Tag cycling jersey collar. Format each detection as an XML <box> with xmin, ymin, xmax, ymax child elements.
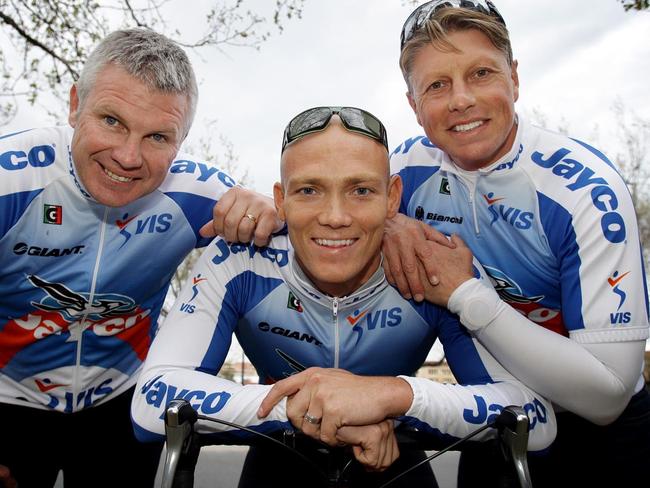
<box><xmin>68</xmin><ymin>146</ymin><xmax>96</xmax><ymax>202</ymax></box>
<box><xmin>287</xmin><ymin>249</ymin><xmax>388</xmax><ymax>309</ymax></box>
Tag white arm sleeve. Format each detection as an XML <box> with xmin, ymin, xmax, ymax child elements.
<box><xmin>400</xmin><ymin>368</ymin><xmax>557</xmax><ymax>451</ymax></box>
<box><xmin>448</xmin><ymin>278</ymin><xmax>645</xmax><ymax>424</ymax></box>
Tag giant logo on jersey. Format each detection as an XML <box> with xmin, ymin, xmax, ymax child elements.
<box><xmin>0</xmin><ymin>275</ymin><xmax>151</xmax><ymax>369</ymax></box>
<box><xmin>257</xmin><ymin>322</ymin><xmax>323</xmax><ymax>346</ymax></box>
<box><xmin>607</xmin><ymin>271</ymin><xmax>632</xmax><ymax>324</ymax></box>
<box><xmin>212</xmin><ymin>239</ymin><xmax>289</xmax><ymax>268</ymax></box>
<box><xmin>0</xmin><ymin>145</ymin><xmax>56</xmax><ymax>171</ymax></box>
<box><xmin>483</xmin><ymin>192</ymin><xmax>534</xmax><ymax>230</ymax></box>
<box><xmin>346</xmin><ymin>307</ymin><xmax>402</xmax><ymax>345</ymax></box>
<box><xmin>531</xmin><ymin>148</ymin><xmax>625</xmax><ymax>244</ymax></box>
<box><xmin>14</xmin><ymin>242</ymin><xmax>86</xmax><ymax>258</ymax></box>
<box><xmin>115</xmin><ymin>213</ymin><xmax>173</xmax><ymax>249</ymax></box>
<box><xmin>483</xmin><ymin>266</ymin><xmax>568</xmax><ymax>336</ymax></box>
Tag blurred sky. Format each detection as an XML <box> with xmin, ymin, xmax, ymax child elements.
<box><xmin>6</xmin><ymin>0</ymin><xmax>650</xmax><ymax>358</ymax></box>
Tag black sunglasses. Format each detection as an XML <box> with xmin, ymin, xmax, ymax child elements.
<box><xmin>399</xmin><ymin>0</ymin><xmax>506</xmax><ymax>51</ymax></box>
<box><xmin>281</xmin><ymin>107</ymin><xmax>388</xmax><ymax>152</ymax></box>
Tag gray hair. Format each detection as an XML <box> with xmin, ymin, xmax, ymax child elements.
<box><xmin>76</xmin><ymin>29</ymin><xmax>198</xmax><ymax>135</ymax></box>
<box><xmin>399</xmin><ymin>8</ymin><xmax>513</xmax><ymax>92</ymax></box>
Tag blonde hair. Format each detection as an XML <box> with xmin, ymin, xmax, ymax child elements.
<box><xmin>399</xmin><ymin>8</ymin><xmax>513</xmax><ymax>92</ymax></box>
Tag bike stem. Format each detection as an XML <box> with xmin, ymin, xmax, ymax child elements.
<box><xmin>495</xmin><ymin>405</ymin><xmax>533</xmax><ymax>488</ymax></box>
<box><xmin>162</xmin><ymin>399</ymin><xmax>198</xmax><ymax>488</ymax></box>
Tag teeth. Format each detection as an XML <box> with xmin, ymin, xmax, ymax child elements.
<box><xmin>104</xmin><ymin>168</ymin><xmax>133</xmax><ymax>183</ymax></box>
<box><xmin>314</xmin><ymin>239</ymin><xmax>354</xmax><ymax>247</ymax></box>
<box><xmin>453</xmin><ymin>120</ymin><xmax>483</xmax><ymax>132</ymax></box>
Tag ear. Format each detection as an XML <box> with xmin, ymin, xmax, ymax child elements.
<box><xmin>510</xmin><ymin>59</ymin><xmax>519</xmax><ymax>102</ymax></box>
<box><xmin>273</xmin><ymin>182</ymin><xmax>287</xmax><ymax>222</ymax></box>
<box><xmin>386</xmin><ymin>175</ymin><xmax>402</xmax><ymax>219</ymax></box>
<box><xmin>68</xmin><ymin>85</ymin><xmax>79</xmax><ymax>127</ymax></box>
<box><xmin>406</xmin><ymin>91</ymin><xmax>422</xmax><ymax>126</ymax></box>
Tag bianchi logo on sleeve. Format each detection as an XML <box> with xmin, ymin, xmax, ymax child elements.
<box><xmin>438</xmin><ymin>178</ymin><xmax>451</xmax><ymax>195</ymax></box>
<box><xmin>287</xmin><ymin>291</ymin><xmax>304</xmax><ymax>313</ymax></box>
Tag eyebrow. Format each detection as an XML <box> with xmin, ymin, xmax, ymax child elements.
<box><xmin>290</xmin><ymin>174</ymin><xmax>381</xmax><ymax>185</ymax></box>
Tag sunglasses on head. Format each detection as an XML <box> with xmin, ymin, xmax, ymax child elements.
<box><xmin>281</xmin><ymin>107</ymin><xmax>388</xmax><ymax>152</ymax></box>
<box><xmin>399</xmin><ymin>0</ymin><xmax>506</xmax><ymax>51</ymax></box>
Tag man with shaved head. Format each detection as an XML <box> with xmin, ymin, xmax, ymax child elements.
<box><xmin>132</xmin><ymin>107</ymin><xmax>555</xmax><ymax>487</ymax></box>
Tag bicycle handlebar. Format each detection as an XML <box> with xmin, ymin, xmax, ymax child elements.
<box><xmin>162</xmin><ymin>399</ymin><xmax>532</xmax><ymax>488</ymax></box>
<box><xmin>162</xmin><ymin>399</ymin><xmax>201</xmax><ymax>488</ymax></box>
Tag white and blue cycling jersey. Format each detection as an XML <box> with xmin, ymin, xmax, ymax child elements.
<box><xmin>0</xmin><ymin>127</ymin><xmax>234</xmax><ymax>412</ymax></box>
<box><xmin>391</xmin><ymin>118</ymin><xmax>648</xmax><ymax>342</ymax></box>
<box><xmin>391</xmin><ymin>117</ymin><xmax>648</xmax><ymax>423</ymax></box>
<box><xmin>132</xmin><ymin>235</ymin><xmax>555</xmax><ymax>450</ymax></box>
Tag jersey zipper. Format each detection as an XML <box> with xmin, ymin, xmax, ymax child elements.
<box><xmin>468</xmin><ymin>185</ymin><xmax>481</xmax><ymax>236</ymax></box>
<box><xmin>71</xmin><ymin>208</ymin><xmax>109</xmax><ymax>412</ymax></box>
<box><xmin>332</xmin><ymin>297</ymin><xmax>340</xmax><ymax>368</ymax></box>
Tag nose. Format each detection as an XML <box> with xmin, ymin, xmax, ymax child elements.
<box><xmin>449</xmin><ymin>81</ymin><xmax>476</xmax><ymax>112</ymax></box>
<box><xmin>318</xmin><ymin>195</ymin><xmax>352</xmax><ymax>229</ymax></box>
<box><xmin>112</xmin><ymin>134</ymin><xmax>142</xmax><ymax>169</ymax></box>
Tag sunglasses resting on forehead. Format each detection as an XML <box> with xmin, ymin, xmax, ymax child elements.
<box><xmin>281</xmin><ymin>107</ymin><xmax>388</xmax><ymax>152</ymax></box>
<box><xmin>399</xmin><ymin>0</ymin><xmax>506</xmax><ymax>51</ymax></box>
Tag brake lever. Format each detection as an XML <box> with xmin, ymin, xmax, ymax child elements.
<box><xmin>161</xmin><ymin>399</ymin><xmax>200</xmax><ymax>488</ymax></box>
<box><xmin>495</xmin><ymin>405</ymin><xmax>533</xmax><ymax>488</ymax></box>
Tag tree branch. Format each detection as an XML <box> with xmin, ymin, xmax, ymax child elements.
<box><xmin>0</xmin><ymin>12</ymin><xmax>78</xmax><ymax>78</ymax></box>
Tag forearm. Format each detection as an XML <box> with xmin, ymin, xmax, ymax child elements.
<box><xmin>449</xmin><ymin>280</ymin><xmax>645</xmax><ymax>424</ymax></box>
<box><xmin>404</xmin><ymin>377</ymin><xmax>556</xmax><ymax>451</ymax></box>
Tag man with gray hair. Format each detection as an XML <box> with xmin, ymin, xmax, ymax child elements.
<box><xmin>0</xmin><ymin>29</ymin><xmax>276</xmax><ymax>487</ymax></box>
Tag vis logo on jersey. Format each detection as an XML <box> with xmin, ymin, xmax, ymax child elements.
<box><xmin>607</xmin><ymin>271</ymin><xmax>632</xmax><ymax>324</ymax></box>
<box><xmin>483</xmin><ymin>192</ymin><xmax>534</xmax><ymax>230</ymax></box>
<box><xmin>115</xmin><ymin>213</ymin><xmax>173</xmax><ymax>249</ymax></box>
<box><xmin>347</xmin><ymin>307</ymin><xmax>402</xmax><ymax>344</ymax></box>
<box><xmin>180</xmin><ymin>273</ymin><xmax>208</xmax><ymax>313</ymax></box>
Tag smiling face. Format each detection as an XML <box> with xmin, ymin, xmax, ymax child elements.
<box><xmin>68</xmin><ymin>65</ymin><xmax>189</xmax><ymax>207</ymax></box>
<box><xmin>407</xmin><ymin>29</ymin><xmax>519</xmax><ymax>170</ymax></box>
<box><xmin>273</xmin><ymin>116</ymin><xmax>401</xmax><ymax>297</ymax></box>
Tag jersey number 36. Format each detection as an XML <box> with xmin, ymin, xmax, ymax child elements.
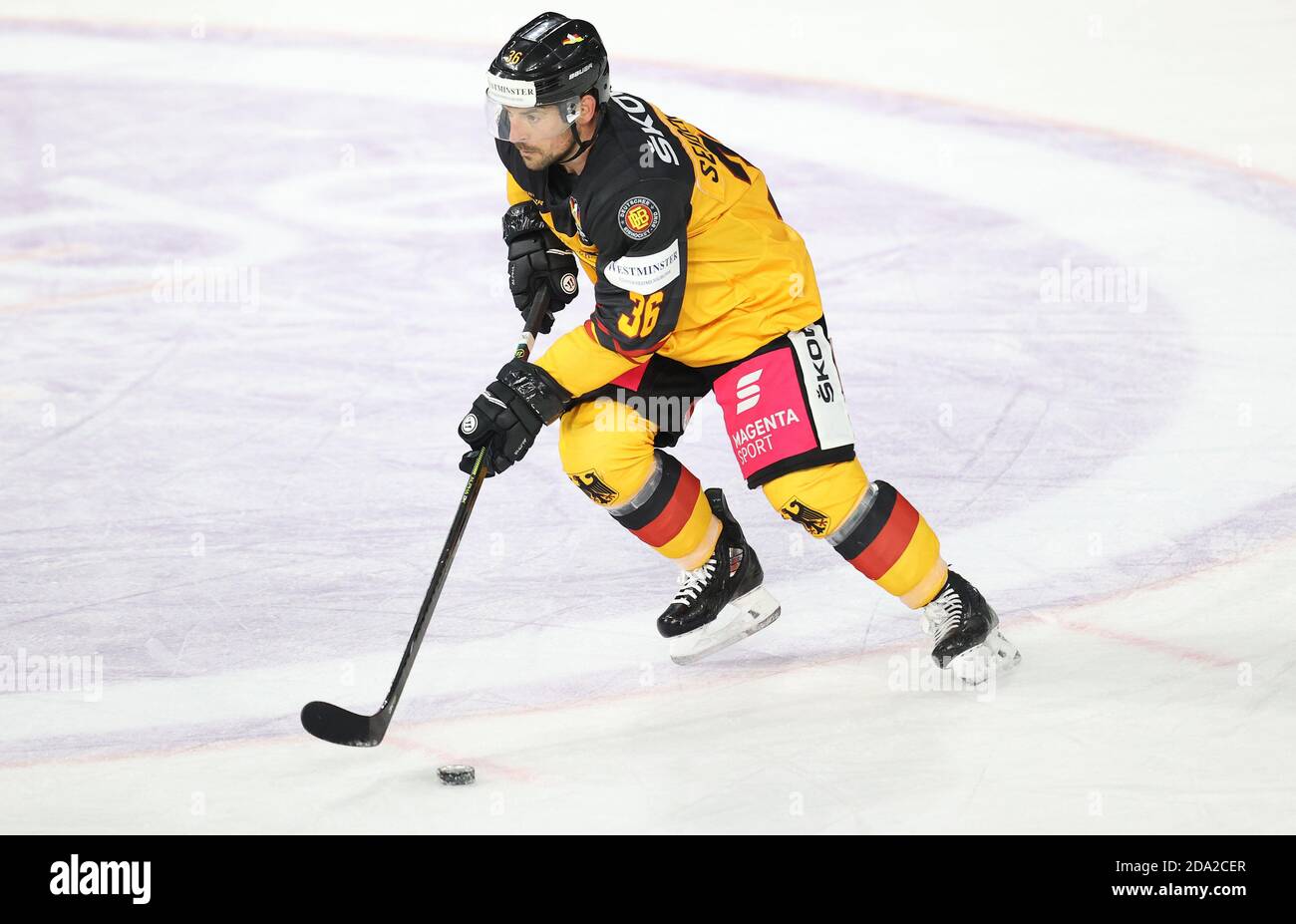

§ §

» **Task to carry out**
Locate each row above containing the string "gray", and copy those rows in full.

» **Solution for this exercise**
Tag gray hair. Format each detection as an XML <box> with xmin, ymin, xmax, ymax child elements.
Tag man with gray hair. Format each detection as an XML <box> with xmin, ymin, xmax, ymax child elements.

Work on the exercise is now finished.